* **Supplied material**

——

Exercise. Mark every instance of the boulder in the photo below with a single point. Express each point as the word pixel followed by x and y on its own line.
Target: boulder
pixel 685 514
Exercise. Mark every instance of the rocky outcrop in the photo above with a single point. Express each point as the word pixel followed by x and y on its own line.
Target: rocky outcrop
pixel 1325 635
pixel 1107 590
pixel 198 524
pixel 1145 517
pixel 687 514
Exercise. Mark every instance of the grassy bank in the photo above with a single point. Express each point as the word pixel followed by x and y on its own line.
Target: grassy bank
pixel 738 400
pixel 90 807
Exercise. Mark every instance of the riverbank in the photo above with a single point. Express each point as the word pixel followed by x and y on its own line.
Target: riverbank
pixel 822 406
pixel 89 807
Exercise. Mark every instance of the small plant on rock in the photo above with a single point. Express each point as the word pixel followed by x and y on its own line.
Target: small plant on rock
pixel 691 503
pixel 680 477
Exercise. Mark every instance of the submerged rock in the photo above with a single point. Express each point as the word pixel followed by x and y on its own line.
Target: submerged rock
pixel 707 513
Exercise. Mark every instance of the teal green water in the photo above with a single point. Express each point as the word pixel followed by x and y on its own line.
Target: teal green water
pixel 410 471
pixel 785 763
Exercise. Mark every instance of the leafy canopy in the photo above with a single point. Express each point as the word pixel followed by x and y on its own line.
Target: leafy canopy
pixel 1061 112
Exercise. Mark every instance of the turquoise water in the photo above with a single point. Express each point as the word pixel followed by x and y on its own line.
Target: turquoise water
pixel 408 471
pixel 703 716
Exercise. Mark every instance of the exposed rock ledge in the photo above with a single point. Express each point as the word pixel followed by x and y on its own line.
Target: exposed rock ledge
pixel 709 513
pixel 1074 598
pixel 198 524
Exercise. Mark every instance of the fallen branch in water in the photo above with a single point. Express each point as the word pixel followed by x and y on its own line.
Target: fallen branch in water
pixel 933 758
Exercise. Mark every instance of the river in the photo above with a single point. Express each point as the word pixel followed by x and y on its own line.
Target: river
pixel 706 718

——

* **What the task requires**
Repeat each record exactly. Omit nothing.

* **Response**
Exercise. Mark every instance of the boulder in the photo below with a single point. Express each point as the word pixel followed by x and y on its own line.
Target: boulder
pixel 685 514
Exercise. Mark every instance of the rocky outcrop in the photo above with a single point. Express each point as the word pixel followed by x and y on its own line.
Target: rocky outcrop
pixel 1325 635
pixel 1107 590
pixel 198 524
pixel 1145 517
pixel 687 514
Exercise. Mark every instance of the grassy bank in the photo above with a single point. Express each point as the word pixel followed by x and y on its own line.
Target: grassy bank
pixel 738 400
pixel 90 807
Exercise. Mark every instance of the riverbank in the photo above with a single point. Express each point as the word pixel followed by x and y on its own line.
Target: riverbank
pixel 822 406
pixel 89 807
Exercise. Mark every instance of the small plant on rock in the photo above with a single point. Express each point as the word pixel followed by x and y on its own line.
Target: small plant on rock
pixel 691 503
pixel 680 477
Exercise. Mark every instance of the submerged rock in the photo above with a single point. Express each point as the word pixel followed by x and y on its own line.
Target: submerged rock
pixel 707 513
Exercise. Mark every instance of the teal green water in the photo above with a single point. Express each point as the word pixel followed by x and y on its own line.
Target: teal green water
pixel 410 471
pixel 785 763
Exercise. Mark every instance of the leafy canopy in the photo above with a single point. Express each point as the word pixel followed by x and y on its own line.
Target: leafy canopy
pixel 1061 112
Exercise. Mark every instance of the turquoise water in the photo above with a single point. Express each point as the word pixel followed by x and y on its own line.
Target: turquoise water
pixel 408 471
pixel 703 716
Exercise. Mark every instance of the exposed rock ledge in the photo above with a single point. Express each point as the word pixel followed by x and y on its own line.
Target: exposed rock ledge
pixel 709 513
pixel 1074 598
pixel 198 524
Exercise. Mark every instance of the fallen branch in water in the photo above with a single point. Express each point as the word pixel followed by x and y on its own line.
Target: fallen branch in water
pixel 933 758
Exercise. Mark every instance of the river in the photo above with a single point. Express each point as the word pixel followed by x and y on its own line.
Target: river
pixel 706 718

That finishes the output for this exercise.